§ **Exercise aim**: Reproduce all of the material below with every "sample shape" renamed to "expected format" and nothing else altered. Leave out the pictures.

§ **Material for this exercise**:
--- start ---

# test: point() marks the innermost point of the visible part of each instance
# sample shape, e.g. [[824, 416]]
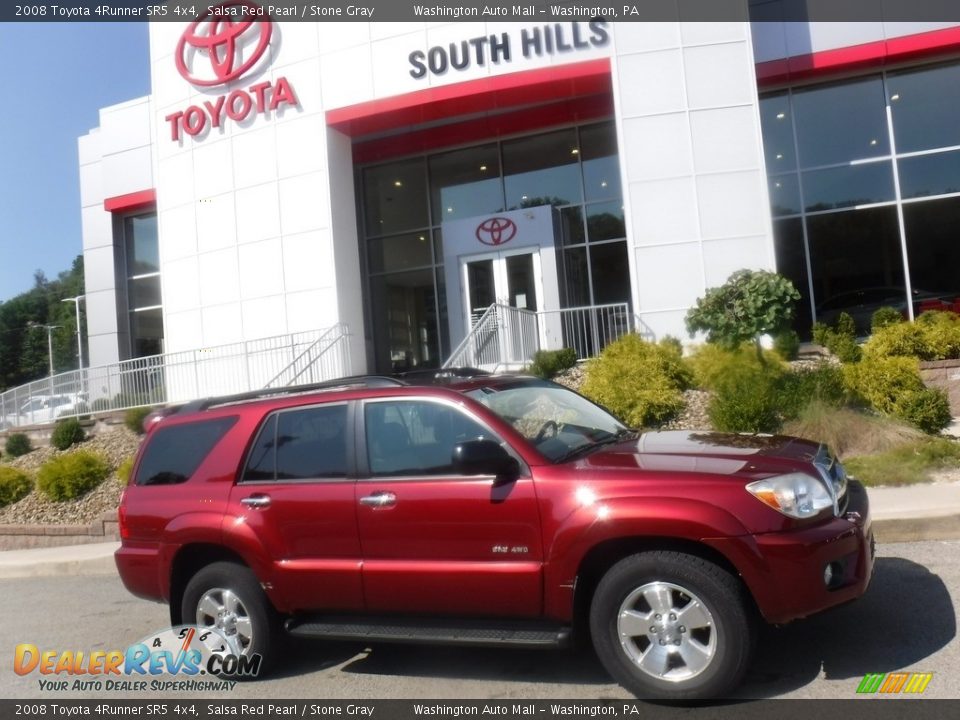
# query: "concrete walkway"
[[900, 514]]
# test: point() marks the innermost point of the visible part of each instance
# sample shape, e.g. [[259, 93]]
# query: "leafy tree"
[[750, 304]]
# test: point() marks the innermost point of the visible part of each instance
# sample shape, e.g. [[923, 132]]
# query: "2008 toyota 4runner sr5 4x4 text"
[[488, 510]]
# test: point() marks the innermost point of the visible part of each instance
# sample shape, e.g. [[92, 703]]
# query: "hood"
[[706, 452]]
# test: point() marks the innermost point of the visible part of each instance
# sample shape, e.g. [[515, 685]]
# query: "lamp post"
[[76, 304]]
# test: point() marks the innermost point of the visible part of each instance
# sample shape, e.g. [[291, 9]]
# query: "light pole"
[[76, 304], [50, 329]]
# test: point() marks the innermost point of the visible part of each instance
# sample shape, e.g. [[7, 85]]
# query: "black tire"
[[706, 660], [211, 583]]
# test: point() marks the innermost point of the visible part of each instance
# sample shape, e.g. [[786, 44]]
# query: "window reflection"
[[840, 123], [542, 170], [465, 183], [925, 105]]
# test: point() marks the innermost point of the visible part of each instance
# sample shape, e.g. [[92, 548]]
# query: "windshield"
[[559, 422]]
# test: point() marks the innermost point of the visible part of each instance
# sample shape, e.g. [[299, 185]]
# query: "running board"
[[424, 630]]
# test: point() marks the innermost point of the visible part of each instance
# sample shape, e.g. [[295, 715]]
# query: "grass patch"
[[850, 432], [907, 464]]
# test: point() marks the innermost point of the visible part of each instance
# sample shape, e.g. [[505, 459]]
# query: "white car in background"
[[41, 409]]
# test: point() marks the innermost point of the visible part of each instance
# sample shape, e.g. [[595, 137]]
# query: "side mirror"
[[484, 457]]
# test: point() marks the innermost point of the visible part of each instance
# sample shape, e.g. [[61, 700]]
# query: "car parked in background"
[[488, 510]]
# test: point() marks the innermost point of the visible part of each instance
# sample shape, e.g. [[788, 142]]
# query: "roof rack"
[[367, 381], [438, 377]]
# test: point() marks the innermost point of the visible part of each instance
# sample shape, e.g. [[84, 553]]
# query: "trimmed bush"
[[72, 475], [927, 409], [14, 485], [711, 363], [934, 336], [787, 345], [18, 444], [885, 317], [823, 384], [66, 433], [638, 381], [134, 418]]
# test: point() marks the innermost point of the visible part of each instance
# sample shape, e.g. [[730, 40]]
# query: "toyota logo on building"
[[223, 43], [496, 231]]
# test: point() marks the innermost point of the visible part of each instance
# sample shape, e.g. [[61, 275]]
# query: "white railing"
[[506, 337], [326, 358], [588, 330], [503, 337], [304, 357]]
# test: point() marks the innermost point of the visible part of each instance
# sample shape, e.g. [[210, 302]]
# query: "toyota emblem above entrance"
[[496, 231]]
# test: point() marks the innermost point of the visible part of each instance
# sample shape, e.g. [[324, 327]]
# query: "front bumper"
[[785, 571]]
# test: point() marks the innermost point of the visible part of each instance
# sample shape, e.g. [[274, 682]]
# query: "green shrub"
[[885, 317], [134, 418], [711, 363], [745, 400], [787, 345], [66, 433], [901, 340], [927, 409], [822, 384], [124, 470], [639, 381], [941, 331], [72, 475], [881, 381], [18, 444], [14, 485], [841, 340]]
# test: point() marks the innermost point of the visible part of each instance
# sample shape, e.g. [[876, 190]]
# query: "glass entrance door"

--- end ---

§ **Solution for this task**:
# test: point() marks the innermost point of the visible part of each instance
# expected format, e.g. [[824, 416]]
# query: "concrete walkway"
[[900, 514]]
# test: point() marks the innermost point of the visible part of each instance
# expected format, e.g. [[259, 93]]
# query: "leafy tree"
[[750, 304]]
# test: point() marks the innermost point of the visible part of each instance
# expected format, e.g. [[923, 132]]
# query: "2008 toyota 4runner sr5 4x4 text"
[[488, 510]]
# test: point() marks the innermost point of the visible part of each instance
# expected format, e.g. [[92, 703]]
# query: "hood"
[[706, 452]]
# test: point() marks the innermost point of the visible part of each instance
# expected format, e.g. [[515, 685]]
# query: "lamp post"
[[76, 304]]
# test: point() marks the innermost point of the visible part of each instance
# expected format, e.g. [[291, 9]]
# query: "light pole"
[[76, 304], [50, 329]]
# test: point() marks the innermost point of the visible part of each instance
# expected format, e.g. [[7, 85]]
# query: "black tire"
[[706, 660], [211, 583]]
# test: point() marks the innermost point of the visible part of each instance
# expected format, e.g. [[786, 44]]
# query: "window reflection"
[[840, 123], [542, 170], [465, 183], [925, 105]]
# test: point() marks the innermost point of the visible part of each instance
# expected format, e.g. [[92, 548]]
# query: "windshield"
[[559, 422]]
# test: point() marks the innermost point of the visible part of each instance
# expected format, e.g. [[299, 185]]
# query: "running board"
[[424, 630]]
# test: point() marks the innermost point of the visible part of each instance
# expected format, e.g. [[295, 715]]
# query: "grass patch"
[[850, 432], [907, 464]]
# test: point() marks the innermost point of the visible part of each instance
# expected format, e.g. [[505, 459]]
# query: "white car in background"
[[41, 409]]
# test: point() marks the innermost point of the visible part of each instance
# expected format, e.g. [[595, 137]]
# query: "side mirror"
[[484, 457]]
# test: point() marks the innermost point of the visible part of each instance
# expected format, e.g. [[61, 700]]
# query: "car parked in background"
[[488, 510]]
# test: point() marks the innermost point of the visible part of each instance
# expected format, e.g. [[788, 142]]
# query: "roof rack"
[[367, 381], [438, 377]]
# test: point() marks the innermost point of the visible part of each instance
# expected format, e.g. [[84, 553]]
# query: "trimmed bush"
[[72, 475], [927, 409], [14, 485], [711, 363], [934, 336], [787, 345], [18, 444], [885, 317], [823, 384], [66, 433], [638, 381], [134, 418]]
# test: point() marks the innermost point of the visible part of each instance
# expected format, e.g. [[730, 40]]
# query: "toyota logo on building"
[[223, 43], [496, 231]]
# test: point() marks the innermost point of the visible part of each instance
# expected format, e.g. [[61, 275]]
# query: "white railing"
[[506, 337], [326, 358], [588, 330], [503, 337], [304, 357]]
# test: point() marks the innermost point of the visible part of each instance
# expected format, e.g. [[210, 302]]
# query: "toyota emblem above entrance"
[[496, 231]]
# test: point() marks the innermost point of the visible part of each instance
# expected format, e.g. [[324, 327]]
# query: "front bumper"
[[785, 571]]
# test: point() marks the innermost point of the visible part of each instance
# expected format, e.g. [[274, 682]]
# query: "green shrub"
[[885, 317], [134, 418], [711, 363], [745, 400], [787, 345], [66, 433], [901, 340], [927, 409], [822, 384], [124, 470], [639, 381], [941, 331], [72, 475], [881, 381], [18, 444], [14, 485], [841, 340]]
# test: point() marks the innermost point of the visible part of each instance
# expected format, e.g. [[876, 190]]
# query: "glass entrance door"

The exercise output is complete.